Your task: Output all the records word for word. Drop the pictures.

═══ Data for this exercise ═══

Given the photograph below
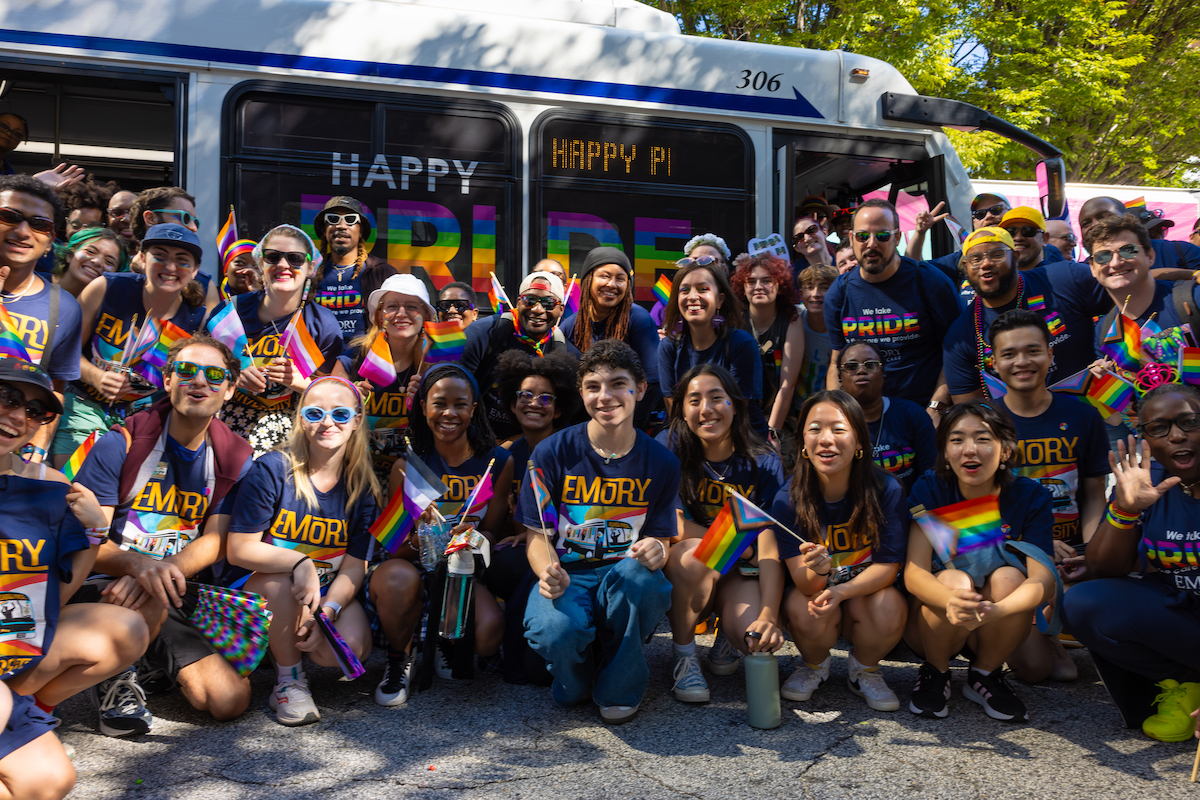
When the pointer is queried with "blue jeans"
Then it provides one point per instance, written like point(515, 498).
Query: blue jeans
point(622, 605)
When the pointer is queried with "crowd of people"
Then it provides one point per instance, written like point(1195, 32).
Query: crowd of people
point(847, 391)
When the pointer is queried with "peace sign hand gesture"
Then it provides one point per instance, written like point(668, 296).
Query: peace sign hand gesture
point(1134, 488)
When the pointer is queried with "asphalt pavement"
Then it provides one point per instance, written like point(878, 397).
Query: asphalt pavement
point(490, 739)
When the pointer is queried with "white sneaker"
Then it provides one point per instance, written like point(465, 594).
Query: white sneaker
point(292, 702)
point(869, 685)
point(690, 685)
point(805, 680)
point(723, 657)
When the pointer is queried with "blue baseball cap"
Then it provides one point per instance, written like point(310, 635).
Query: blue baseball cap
point(173, 234)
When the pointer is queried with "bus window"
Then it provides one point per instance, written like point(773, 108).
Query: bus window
point(437, 178)
point(643, 185)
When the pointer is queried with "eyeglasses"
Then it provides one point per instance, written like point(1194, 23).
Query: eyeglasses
point(342, 414)
point(851, 367)
point(996, 210)
point(276, 256)
point(543, 400)
point(995, 256)
point(35, 409)
point(37, 224)
point(805, 234)
point(880, 235)
point(349, 218)
point(186, 218)
point(1101, 257)
point(1159, 428)
point(215, 376)
point(547, 302)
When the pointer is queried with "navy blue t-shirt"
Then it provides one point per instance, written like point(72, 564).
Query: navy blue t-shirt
point(1065, 294)
point(40, 534)
point(31, 312)
point(1025, 507)
point(904, 441)
point(1060, 447)
point(736, 350)
point(906, 317)
point(601, 507)
point(847, 548)
point(327, 534)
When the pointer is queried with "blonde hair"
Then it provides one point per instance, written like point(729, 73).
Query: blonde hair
point(355, 469)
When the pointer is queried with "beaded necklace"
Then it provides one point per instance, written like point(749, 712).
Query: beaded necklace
point(983, 348)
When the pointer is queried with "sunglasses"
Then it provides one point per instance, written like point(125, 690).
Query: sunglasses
point(348, 218)
point(342, 414)
point(37, 224)
point(996, 210)
point(880, 235)
point(215, 376)
point(186, 218)
point(1159, 428)
point(35, 409)
point(545, 400)
point(276, 256)
point(1101, 257)
point(547, 302)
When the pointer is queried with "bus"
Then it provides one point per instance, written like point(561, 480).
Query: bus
point(483, 136)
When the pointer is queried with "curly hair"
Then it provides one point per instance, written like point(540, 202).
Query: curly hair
point(778, 270)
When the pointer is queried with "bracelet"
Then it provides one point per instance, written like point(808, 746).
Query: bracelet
point(1120, 518)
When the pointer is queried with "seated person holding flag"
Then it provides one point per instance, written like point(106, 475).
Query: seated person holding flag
point(385, 362)
point(301, 523)
point(999, 529)
point(851, 516)
point(599, 506)
point(130, 320)
point(289, 338)
point(720, 456)
point(167, 479)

═══

Task solution:
Given the photograph below
When the pointer is queried with "blue jeans"
Then it provides one point per instance, written like point(515, 498).
Query: blue jeans
point(622, 605)
When the pointer is queried with "crowd of people"
Then it provides one point per instance, written like point(1195, 32).
Query: crowd of people
point(847, 391)
When the pointer is queried with "peace sign hand gesture"
Then it provides one point per instance, written like point(668, 296).
Query: peace sign hand gesture
point(1134, 488)
When the pointer is queried with "asphalt pavement"
Then it provides one point per instance, written like point(878, 397).
Query: asphalt pavement
point(490, 739)
When the pointer is queried with "white sneaker"
Then it provides one point per instance, written like point(465, 594).
Query: white sneaker
point(292, 702)
point(869, 685)
point(690, 685)
point(805, 680)
point(723, 657)
When the pointer is queried with "blue baseball cap"
Then it provides one point per instance, written like point(310, 635).
Query: blue baseball cap
point(173, 234)
When the pointer is queried with "bus window"
Then it provides one point per instance, written like point(773, 108).
Query: bus window
point(437, 178)
point(643, 185)
When the pointer is queried with "eyeglasses"
Then it provides one point per instance, written like point(1194, 23).
Query: eyeglasses
point(342, 414)
point(851, 367)
point(996, 210)
point(276, 256)
point(543, 400)
point(995, 256)
point(35, 409)
point(37, 224)
point(805, 234)
point(880, 235)
point(349, 218)
point(186, 218)
point(1101, 257)
point(1159, 428)
point(215, 376)
point(547, 302)
When the pointer is queried with "navy blue t-shirt"
Then it provides one point per instance, written like point(72, 564).
Query: navy blue t-shirt
point(1065, 294)
point(40, 534)
point(31, 312)
point(1025, 507)
point(904, 441)
point(1060, 447)
point(736, 350)
point(906, 317)
point(601, 507)
point(847, 548)
point(327, 534)
When the pointer is queried with "blonde hair"
Then it provides one point per instance, written like point(729, 73).
Query: blonde hair
point(355, 469)
When the pointer is queried with "beaded necklace"
Then it provides one point per instance, written like point(749, 712).
Query: beaded necklace
point(983, 348)
When the pointer is queried with "sunglasses"
Then it provides one point per instance, written like point(125, 690).
Query: sunglasses
point(348, 218)
point(342, 414)
point(37, 224)
point(996, 210)
point(880, 235)
point(215, 376)
point(186, 218)
point(1159, 428)
point(35, 409)
point(545, 400)
point(276, 256)
point(1101, 257)
point(547, 302)
When the pointer is queried with "bus"
Then it provides one point per instance, written like point(561, 480).
Query: bus
point(483, 136)
When the pointer is queried with "curly hair"
Then it provides one point per instance, written like point(540, 202).
Query: curly hair
point(778, 270)
When the pointer is queried with "bracelet"
Then it provides one point per instance, written like point(808, 746).
Query: bracelet
point(1120, 518)
When the pointer is queried with "seated person holding flag"
Then it provides one point per instance, written like point(106, 475).
Query: seated person holding flag
point(385, 362)
point(301, 523)
point(999, 529)
point(851, 516)
point(599, 506)
point(130, 320)
point(289, 338)
point(720, 456)
point(167, 479)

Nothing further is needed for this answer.